> Page extract
>>

What Article 12 says is that if it’s less than a year, the child is returned forthwith.

If it’s more than a year, the child shall be returned forthwith unless — unless it is demonstrated the child is now settled in its new environment.

It doesn’t say you don’t return it if the child is now well settled in the environment.

It just says you don’t have to return it forthwith.

Lauren A. Moskowitz:

–Yes, Your Honor.

Stephen G. Breyer:

So I would have thought that that would have opened room for discretionary factors.

But you have not given me a case that said that that’s so.

You have not given me anybody who said that what I thought was the natural reading, and which you’d like to be the natural reading, you’ve not given any support for the proposition that it is the natural reading.

Antonin Scalia:

And I — I assumed from your brief that that was not the reading you were giving it.

And that is not the reading it has to be given, frankly.

I read it the other way:

“Shall order the return unless it is demonstrated that the child is now settled. “

I assume that to mean in which case you shall not order the return.

Isn’t that the way you’ve been reading it?

Lauren A. Moskowitz:

No, Your Honor.

We do in our–

Antonin Scalia:

Oh, it is not.

Antonin Scalia:

Okay.

Well, then, gee, we don’t have a lot to argue about.

Elena Kagan:

Well, if that’s the case, if you’re reading it that way — I mean, I was reading it Justice Scalia’s way, too.

Antonin Scalia:

Of course.

Elena Kagan:

The first clause says shall and the second clause says shall not.

<<

> Data section
>>

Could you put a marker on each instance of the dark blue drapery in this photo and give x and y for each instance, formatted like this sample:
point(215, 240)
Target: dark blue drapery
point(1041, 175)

<<

> Exercise instructions
**1)** Please revise the Article 12 argument transcript, starting with "I assume that" and going on through "Oh, it is not.", so that "Your Honor" is changed to "Justice Scalia".
**2)** Write what comes next in the Article 12 argument transcript, picking up after its final line.

> Responses by task
**1)**
I assume that to mean in which case you shall not order the return.

Isn’t that the way you’ve been reading it?

Lauren A. Moskowitz:

No, Justice Scalia.

We do in our–

Antonin Scalia:

Oh, it is not.

**2)**
But there is an alternate reading where the first clause says shall and the second clause essentially says

“may or may not at your discretion. “

But, boy, that would open up a big discretionary hole if you read it that way, wouldn’t it?

Lauren A. Moskowitz:

–No, Your Honor.

It shouldn’t be read that broadly.

It’s certainly — and the House of Lords in England, in In re: M, did find that there was a residual discretion after finding a child was settled.

Stephen G. Breyer:

So I should read that case because the language says,

“unless it is demonstrated the child is now settled. “

“You return it forthwith unless it is demonstrated the child is well settled. “

Well, now it’s demonstrated well settled.

Does that mean I cannot return it?

Or does it mean I don’t have to return it?

Lauren A. Moskowitz:

Your Honor, I–

Stephen G. Breyer:

And I say — or you say I read that case in the House of Lords and I will discover it means you don’t have to return it.

Lauren A. Moskowitz:

–That’s the way the House of Lords interpreted it.

Sonia Sotomayor:

And they relied on Article 18, didn’t they?

Lauren A. Moskowitz:

No, Your Honor.

They found the discretion within Article 12.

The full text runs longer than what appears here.